__Provided entries__.
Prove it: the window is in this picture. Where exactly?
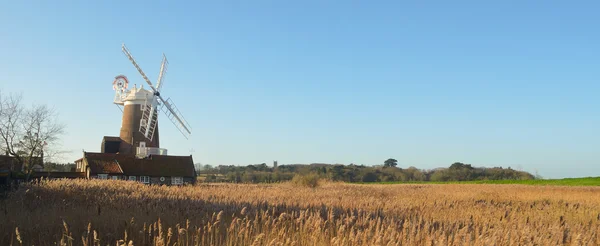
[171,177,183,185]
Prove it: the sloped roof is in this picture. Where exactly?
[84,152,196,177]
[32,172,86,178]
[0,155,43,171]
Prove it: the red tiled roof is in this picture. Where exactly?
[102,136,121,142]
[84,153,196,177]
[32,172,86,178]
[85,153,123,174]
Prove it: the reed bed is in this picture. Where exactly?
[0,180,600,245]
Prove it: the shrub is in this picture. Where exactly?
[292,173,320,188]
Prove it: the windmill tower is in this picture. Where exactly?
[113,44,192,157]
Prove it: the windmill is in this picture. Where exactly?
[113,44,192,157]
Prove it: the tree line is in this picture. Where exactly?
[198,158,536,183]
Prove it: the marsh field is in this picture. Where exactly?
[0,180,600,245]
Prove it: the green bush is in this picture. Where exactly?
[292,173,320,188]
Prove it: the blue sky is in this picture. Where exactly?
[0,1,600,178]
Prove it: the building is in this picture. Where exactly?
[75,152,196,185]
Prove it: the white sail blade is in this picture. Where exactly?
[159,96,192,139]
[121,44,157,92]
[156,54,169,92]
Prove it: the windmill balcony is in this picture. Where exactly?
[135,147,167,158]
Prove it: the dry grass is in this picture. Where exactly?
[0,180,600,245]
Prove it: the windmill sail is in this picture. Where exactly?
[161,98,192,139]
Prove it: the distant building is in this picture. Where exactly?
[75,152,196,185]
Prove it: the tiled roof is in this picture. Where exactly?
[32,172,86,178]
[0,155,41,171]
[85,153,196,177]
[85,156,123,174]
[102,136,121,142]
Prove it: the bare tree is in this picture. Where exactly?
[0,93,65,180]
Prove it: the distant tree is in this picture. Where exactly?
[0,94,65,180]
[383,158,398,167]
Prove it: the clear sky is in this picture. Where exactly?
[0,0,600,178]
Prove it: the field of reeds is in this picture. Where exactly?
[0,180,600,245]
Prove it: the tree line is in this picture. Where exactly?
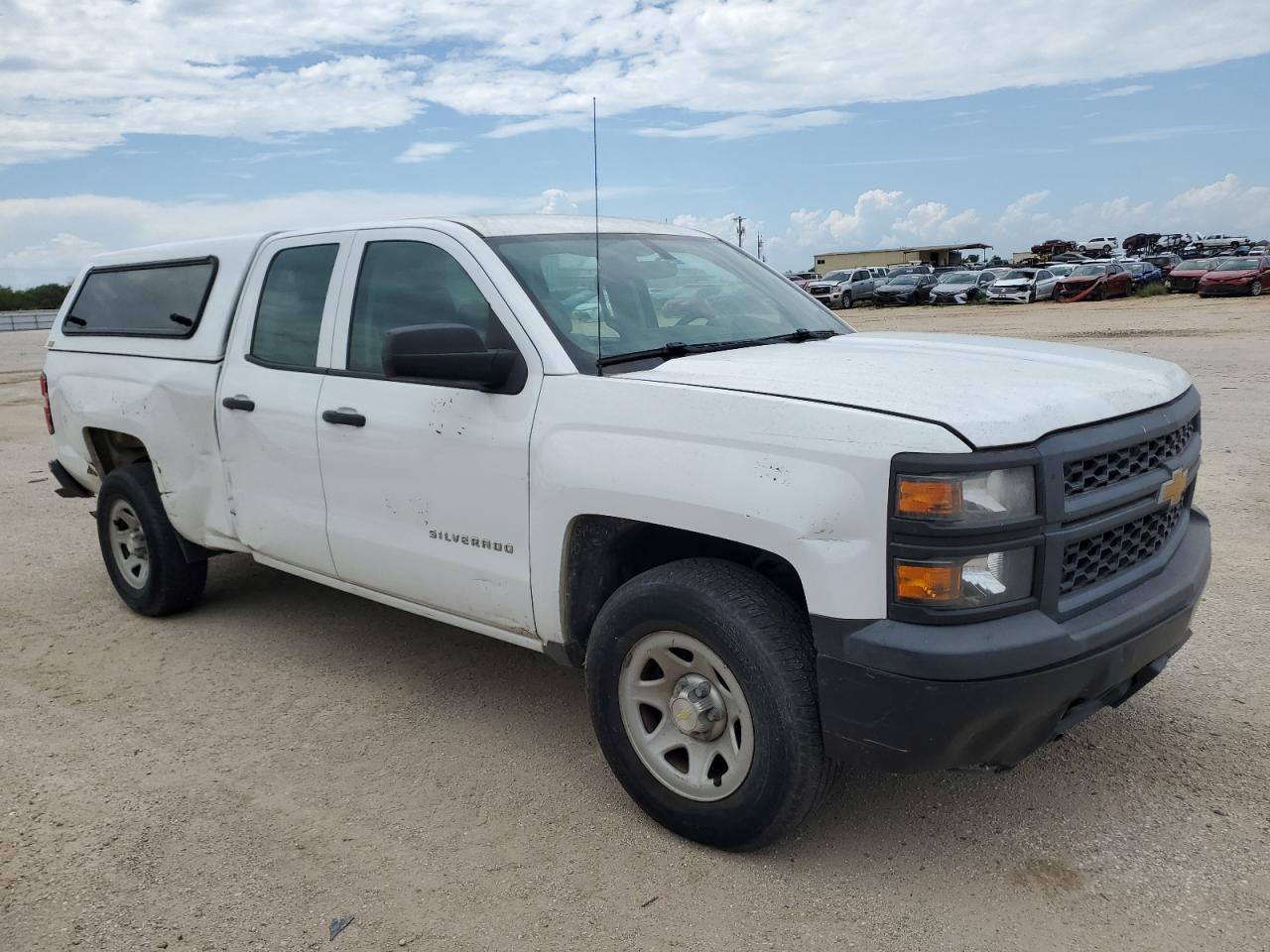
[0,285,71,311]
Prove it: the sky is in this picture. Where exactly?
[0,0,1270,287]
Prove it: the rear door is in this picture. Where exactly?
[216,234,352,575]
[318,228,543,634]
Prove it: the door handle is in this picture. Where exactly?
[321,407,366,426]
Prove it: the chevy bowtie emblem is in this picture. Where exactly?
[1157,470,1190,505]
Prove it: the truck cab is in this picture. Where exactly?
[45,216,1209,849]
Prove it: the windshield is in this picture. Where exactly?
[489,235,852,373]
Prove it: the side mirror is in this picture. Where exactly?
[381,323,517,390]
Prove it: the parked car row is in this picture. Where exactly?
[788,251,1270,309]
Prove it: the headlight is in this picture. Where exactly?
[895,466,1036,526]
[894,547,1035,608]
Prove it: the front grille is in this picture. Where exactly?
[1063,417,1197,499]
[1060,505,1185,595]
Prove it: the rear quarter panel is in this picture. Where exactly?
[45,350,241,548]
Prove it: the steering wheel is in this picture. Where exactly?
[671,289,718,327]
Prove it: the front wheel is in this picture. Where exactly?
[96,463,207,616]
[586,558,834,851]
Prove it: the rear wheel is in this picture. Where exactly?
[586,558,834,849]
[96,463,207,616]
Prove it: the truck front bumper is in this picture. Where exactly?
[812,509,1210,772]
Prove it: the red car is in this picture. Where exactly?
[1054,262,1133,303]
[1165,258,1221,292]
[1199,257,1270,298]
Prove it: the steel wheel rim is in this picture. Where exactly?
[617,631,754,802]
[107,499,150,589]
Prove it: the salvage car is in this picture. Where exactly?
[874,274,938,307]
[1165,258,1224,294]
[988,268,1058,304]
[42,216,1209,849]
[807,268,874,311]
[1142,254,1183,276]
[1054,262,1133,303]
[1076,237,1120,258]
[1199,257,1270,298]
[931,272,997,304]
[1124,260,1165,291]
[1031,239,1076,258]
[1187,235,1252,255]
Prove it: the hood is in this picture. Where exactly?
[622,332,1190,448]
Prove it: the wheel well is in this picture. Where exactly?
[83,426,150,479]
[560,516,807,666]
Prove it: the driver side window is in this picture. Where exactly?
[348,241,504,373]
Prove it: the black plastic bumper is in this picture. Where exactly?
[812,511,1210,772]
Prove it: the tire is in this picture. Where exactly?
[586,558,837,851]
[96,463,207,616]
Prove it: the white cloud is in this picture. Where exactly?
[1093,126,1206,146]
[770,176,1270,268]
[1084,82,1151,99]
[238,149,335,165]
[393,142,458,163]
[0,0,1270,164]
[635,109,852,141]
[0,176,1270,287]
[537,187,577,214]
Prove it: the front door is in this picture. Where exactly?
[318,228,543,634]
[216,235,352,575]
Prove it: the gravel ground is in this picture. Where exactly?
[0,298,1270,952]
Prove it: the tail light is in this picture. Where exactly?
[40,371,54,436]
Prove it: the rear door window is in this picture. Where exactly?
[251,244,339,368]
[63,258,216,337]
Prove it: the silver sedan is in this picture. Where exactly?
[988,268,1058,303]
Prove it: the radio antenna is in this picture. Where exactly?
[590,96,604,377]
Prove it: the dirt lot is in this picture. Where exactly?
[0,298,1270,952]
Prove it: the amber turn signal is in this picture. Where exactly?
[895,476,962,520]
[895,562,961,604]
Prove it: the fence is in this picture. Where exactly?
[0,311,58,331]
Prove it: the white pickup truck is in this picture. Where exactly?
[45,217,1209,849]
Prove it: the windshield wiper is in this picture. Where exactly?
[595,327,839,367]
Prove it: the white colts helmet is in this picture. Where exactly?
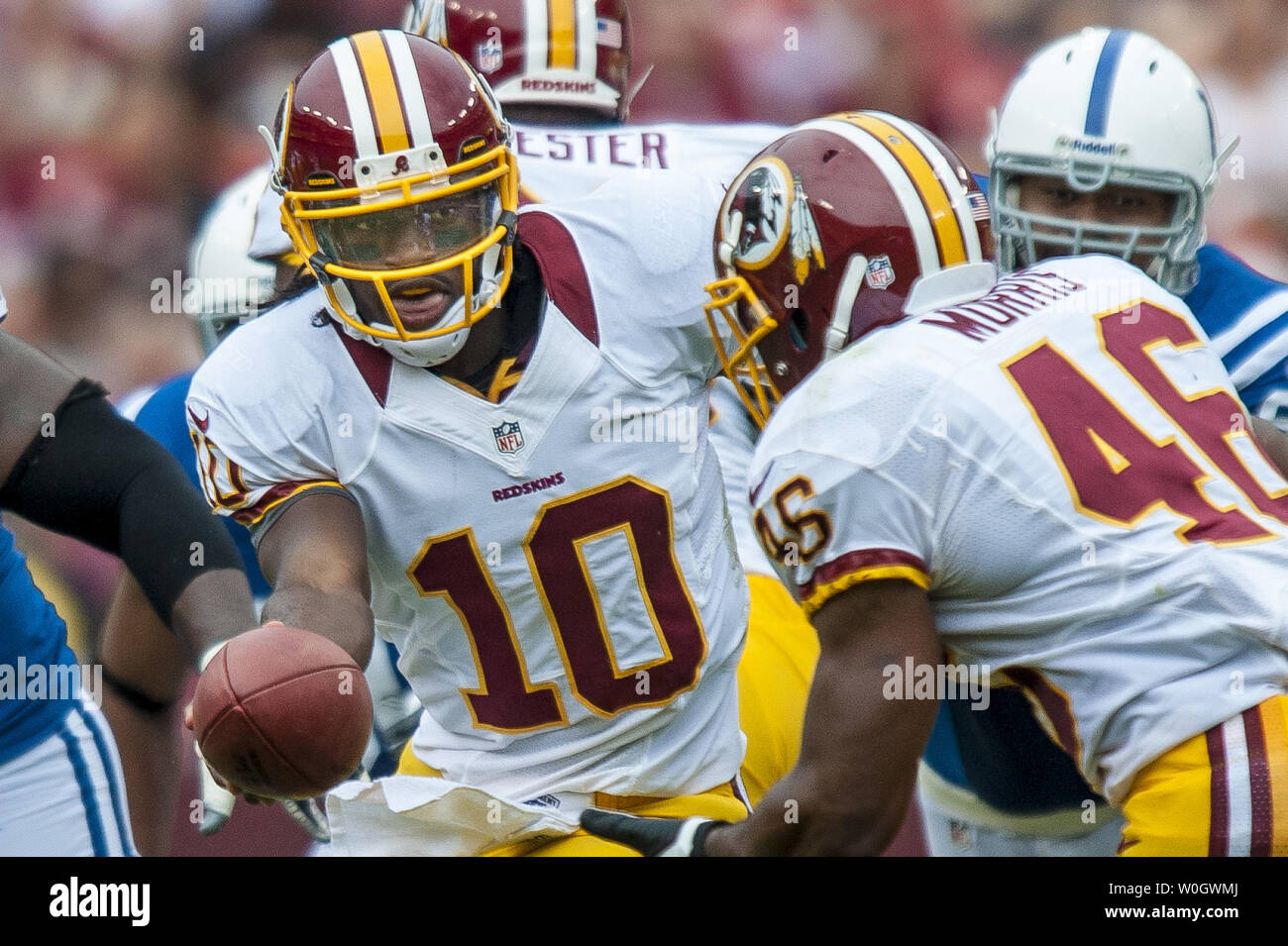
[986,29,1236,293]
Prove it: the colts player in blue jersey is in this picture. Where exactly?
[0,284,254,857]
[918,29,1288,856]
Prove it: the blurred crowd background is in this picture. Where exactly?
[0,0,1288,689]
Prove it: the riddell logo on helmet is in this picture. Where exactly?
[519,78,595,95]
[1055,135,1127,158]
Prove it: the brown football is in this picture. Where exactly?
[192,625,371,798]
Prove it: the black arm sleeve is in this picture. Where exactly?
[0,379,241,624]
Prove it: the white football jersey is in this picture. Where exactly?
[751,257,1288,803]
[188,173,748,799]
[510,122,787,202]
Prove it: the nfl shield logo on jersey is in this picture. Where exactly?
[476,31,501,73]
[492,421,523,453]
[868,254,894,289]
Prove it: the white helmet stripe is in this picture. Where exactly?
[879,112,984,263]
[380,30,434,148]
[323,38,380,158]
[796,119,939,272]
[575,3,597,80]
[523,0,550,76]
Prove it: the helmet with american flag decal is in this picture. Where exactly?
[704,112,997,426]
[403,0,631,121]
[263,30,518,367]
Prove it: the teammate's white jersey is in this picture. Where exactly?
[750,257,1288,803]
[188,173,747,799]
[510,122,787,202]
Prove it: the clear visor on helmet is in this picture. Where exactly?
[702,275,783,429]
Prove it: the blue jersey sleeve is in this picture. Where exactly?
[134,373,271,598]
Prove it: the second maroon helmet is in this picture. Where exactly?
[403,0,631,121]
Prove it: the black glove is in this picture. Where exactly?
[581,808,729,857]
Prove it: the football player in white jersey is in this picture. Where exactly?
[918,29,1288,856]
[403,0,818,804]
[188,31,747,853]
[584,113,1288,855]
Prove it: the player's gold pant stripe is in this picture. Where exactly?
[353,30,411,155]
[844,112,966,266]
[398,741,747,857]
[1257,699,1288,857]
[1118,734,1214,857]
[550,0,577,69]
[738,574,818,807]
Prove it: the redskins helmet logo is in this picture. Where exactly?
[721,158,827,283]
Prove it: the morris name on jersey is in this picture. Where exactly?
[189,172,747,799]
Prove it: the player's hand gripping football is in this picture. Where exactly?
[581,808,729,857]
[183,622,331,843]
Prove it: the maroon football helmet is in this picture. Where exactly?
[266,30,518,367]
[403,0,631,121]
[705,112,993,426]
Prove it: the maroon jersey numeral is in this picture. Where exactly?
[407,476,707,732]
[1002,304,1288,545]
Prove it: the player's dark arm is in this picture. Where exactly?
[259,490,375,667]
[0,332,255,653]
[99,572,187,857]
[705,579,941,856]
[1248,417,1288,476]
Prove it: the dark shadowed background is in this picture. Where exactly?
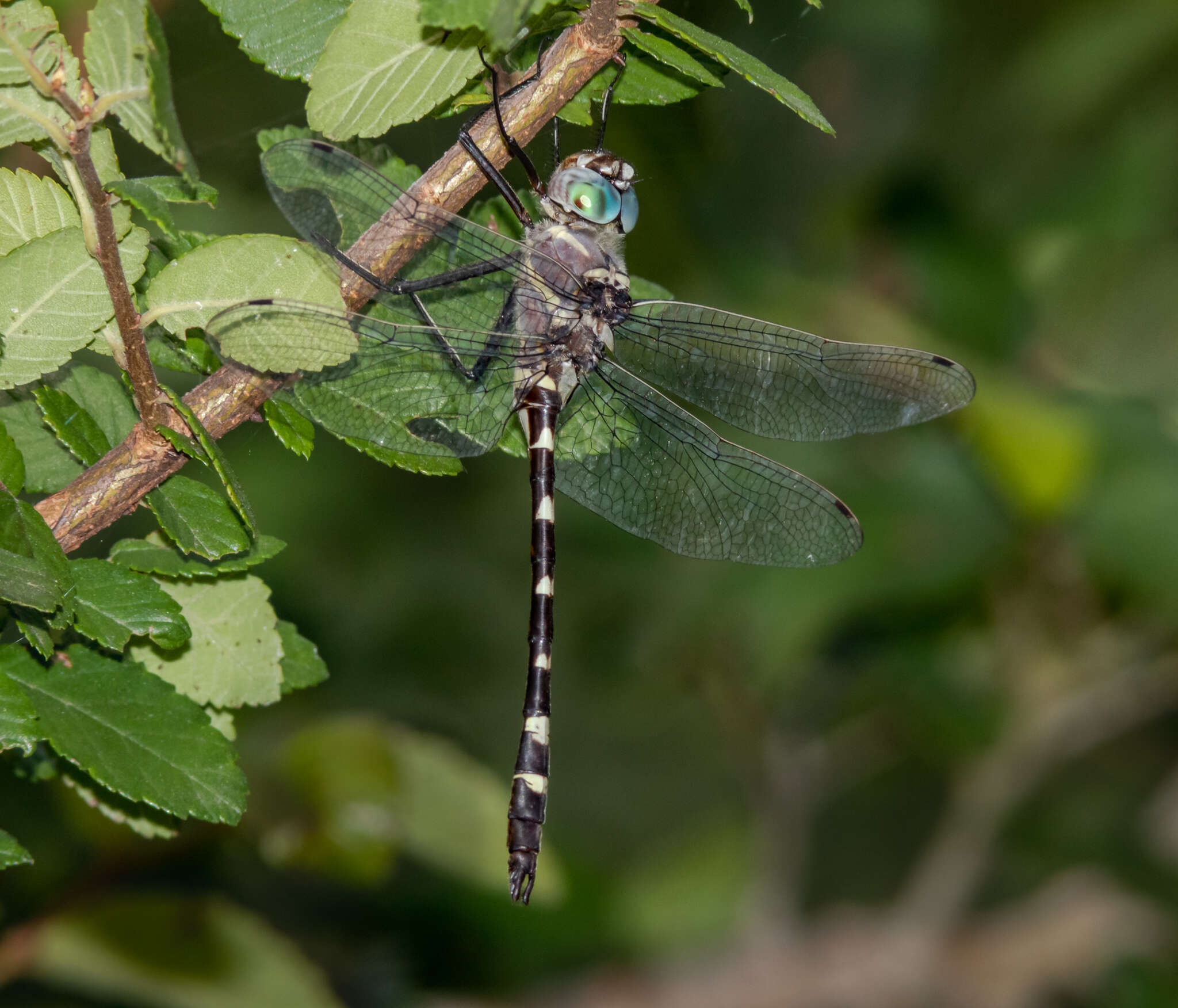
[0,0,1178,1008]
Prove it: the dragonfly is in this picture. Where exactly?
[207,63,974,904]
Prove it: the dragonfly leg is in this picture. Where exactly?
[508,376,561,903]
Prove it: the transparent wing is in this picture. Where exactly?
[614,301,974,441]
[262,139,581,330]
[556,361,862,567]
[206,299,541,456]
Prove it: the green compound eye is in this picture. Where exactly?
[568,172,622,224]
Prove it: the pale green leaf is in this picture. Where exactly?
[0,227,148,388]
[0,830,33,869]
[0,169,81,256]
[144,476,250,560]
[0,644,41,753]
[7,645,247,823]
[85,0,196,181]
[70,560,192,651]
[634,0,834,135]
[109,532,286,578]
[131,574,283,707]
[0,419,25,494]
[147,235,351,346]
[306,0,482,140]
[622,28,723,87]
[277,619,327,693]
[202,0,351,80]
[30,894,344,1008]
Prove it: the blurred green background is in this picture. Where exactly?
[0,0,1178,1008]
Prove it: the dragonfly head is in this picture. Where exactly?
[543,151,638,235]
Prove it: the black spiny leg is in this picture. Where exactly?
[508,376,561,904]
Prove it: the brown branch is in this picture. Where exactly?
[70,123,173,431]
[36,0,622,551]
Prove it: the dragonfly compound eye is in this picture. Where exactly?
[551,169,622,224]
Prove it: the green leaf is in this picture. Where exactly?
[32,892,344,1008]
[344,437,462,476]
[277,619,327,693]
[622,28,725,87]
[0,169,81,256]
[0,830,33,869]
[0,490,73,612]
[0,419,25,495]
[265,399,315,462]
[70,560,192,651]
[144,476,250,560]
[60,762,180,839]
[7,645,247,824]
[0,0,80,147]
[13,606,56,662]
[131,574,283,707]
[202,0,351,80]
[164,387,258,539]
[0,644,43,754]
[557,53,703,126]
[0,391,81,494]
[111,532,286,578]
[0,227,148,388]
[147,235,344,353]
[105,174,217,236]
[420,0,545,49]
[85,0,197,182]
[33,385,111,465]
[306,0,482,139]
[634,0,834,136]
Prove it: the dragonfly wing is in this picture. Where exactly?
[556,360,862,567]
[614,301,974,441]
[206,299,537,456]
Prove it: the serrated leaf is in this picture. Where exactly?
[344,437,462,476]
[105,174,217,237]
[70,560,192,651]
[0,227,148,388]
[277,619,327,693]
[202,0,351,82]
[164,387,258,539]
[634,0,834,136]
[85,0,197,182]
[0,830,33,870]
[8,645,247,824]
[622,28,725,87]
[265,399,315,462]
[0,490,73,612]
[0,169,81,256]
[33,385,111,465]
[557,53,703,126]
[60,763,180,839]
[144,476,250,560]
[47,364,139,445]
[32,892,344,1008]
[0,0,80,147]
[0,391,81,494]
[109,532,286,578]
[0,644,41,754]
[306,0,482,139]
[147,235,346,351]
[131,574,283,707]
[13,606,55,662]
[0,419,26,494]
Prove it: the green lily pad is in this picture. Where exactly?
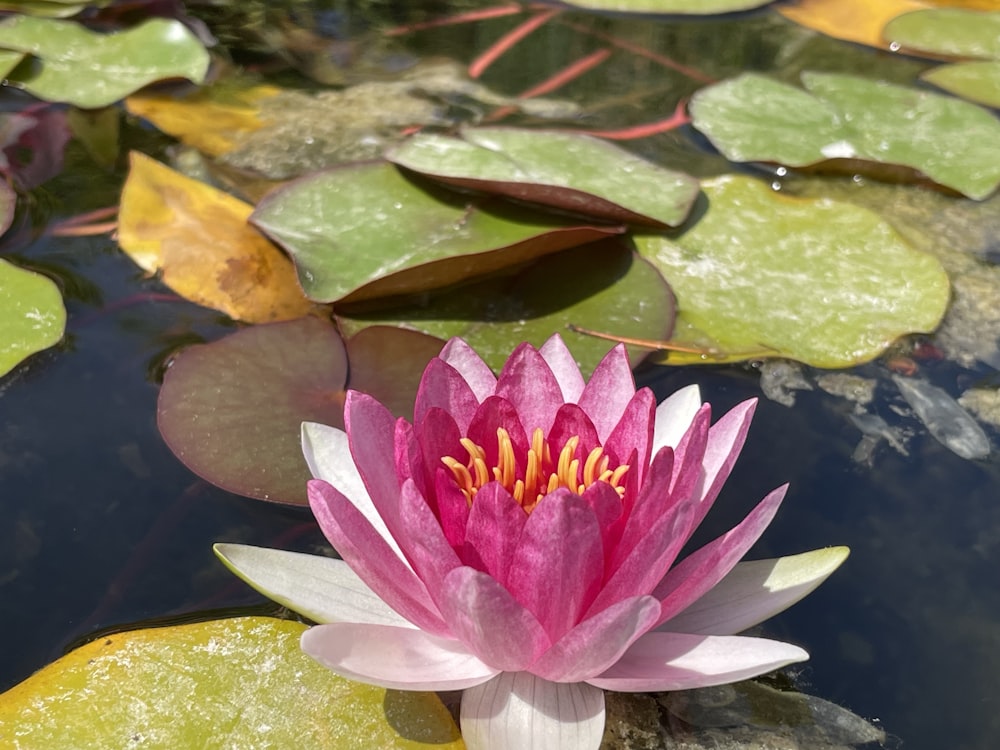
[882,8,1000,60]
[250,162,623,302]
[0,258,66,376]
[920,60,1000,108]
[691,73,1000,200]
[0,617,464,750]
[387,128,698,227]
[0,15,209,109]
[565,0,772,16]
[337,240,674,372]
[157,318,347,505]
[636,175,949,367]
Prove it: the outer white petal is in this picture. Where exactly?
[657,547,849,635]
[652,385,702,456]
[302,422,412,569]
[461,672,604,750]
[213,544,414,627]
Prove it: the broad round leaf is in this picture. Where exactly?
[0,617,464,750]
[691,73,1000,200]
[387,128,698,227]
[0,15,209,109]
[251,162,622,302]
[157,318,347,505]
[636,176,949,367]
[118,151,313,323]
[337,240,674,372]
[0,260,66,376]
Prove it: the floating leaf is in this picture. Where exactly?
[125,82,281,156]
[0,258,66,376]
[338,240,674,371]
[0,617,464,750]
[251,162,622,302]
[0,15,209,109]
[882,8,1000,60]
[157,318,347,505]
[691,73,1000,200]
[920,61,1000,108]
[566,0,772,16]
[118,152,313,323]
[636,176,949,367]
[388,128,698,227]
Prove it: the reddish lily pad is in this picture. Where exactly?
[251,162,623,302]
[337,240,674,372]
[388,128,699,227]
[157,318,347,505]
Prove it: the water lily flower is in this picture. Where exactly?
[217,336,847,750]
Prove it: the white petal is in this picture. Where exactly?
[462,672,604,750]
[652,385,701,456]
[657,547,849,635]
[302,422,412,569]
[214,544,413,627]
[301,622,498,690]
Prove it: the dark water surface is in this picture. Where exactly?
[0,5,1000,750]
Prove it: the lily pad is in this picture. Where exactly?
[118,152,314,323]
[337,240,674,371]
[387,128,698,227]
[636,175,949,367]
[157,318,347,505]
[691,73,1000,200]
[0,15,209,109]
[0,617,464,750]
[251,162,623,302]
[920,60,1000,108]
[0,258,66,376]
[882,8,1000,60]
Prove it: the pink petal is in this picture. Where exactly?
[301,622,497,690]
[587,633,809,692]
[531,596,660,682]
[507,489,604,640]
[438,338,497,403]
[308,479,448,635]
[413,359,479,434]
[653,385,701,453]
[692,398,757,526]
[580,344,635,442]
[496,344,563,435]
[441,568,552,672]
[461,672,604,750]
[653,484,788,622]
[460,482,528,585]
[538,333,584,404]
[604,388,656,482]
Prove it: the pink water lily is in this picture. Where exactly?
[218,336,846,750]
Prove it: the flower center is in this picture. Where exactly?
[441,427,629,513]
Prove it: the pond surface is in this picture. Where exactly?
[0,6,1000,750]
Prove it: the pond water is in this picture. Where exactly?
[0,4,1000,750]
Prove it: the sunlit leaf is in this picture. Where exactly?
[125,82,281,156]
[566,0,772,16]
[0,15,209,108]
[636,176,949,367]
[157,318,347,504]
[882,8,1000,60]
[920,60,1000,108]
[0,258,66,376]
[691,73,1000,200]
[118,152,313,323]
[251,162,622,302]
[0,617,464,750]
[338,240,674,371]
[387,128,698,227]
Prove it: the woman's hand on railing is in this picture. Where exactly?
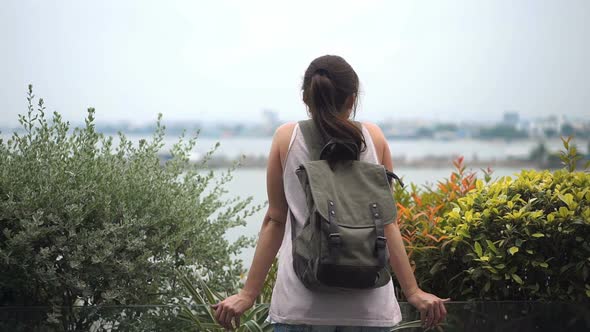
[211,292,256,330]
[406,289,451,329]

__What to do__.
Add 12 to every coordinate in the answers of the items between the lines holding "Prove it: the distant building" and "[788,251,1270,309]", inclusive, and write those items out again in full, with their requests. Leave the pictures out.

__Written response__.
Prove it: the distant building is in this picture. Where exactly?
[87,164,208,197]
Prove it: the tiled roof is in this picture. Where exactly?
[44,184,98,190]
[12,167,53,183]
[97,165,208,189]
[97,168,135,186]
[114,148,133,154]
Prove it: the bare tree is in this picture. Where exactly?
[12,105,77,192]
Prove it: the distant tree is in this picture. Where exactly?
[12,106,77,192]
[395,170,410,179]
Prove it: the clear sky is in this picture. Where exactly?
[12,12,612,190]
Prove it: the field of reeds is in this picture. Where exactly?
[12,192,612,257]
Prove it: the tree line is in this picture. Where exactly?
[12,297,83,323]
Prove it: the sky is in this picture. Where exactly?
[12,12,1282,299]
Prove it: the rear door is in this picture. Where exactly?
[228,246,364,587]
[330,240,555,646]
Prove it: the door handle is in this picture. Where exactly?
[333,419,378,438]
Prove it: the chevy bowtie emblem is in this picture. Where exactly?
[1169,482,1202,517]
Prove it: the truck cab is in this picture. Where exactly?
[57,228,1221,861]
Prove it: the windshield is in this picture. Where exactly?
[501,247,864,385]
Prove it: the side mirror is in this picture. Where exactly?
[393,335,529,402]
Prove it: the parked car row is in this picture. Where exactly?
[800,263,1282,321]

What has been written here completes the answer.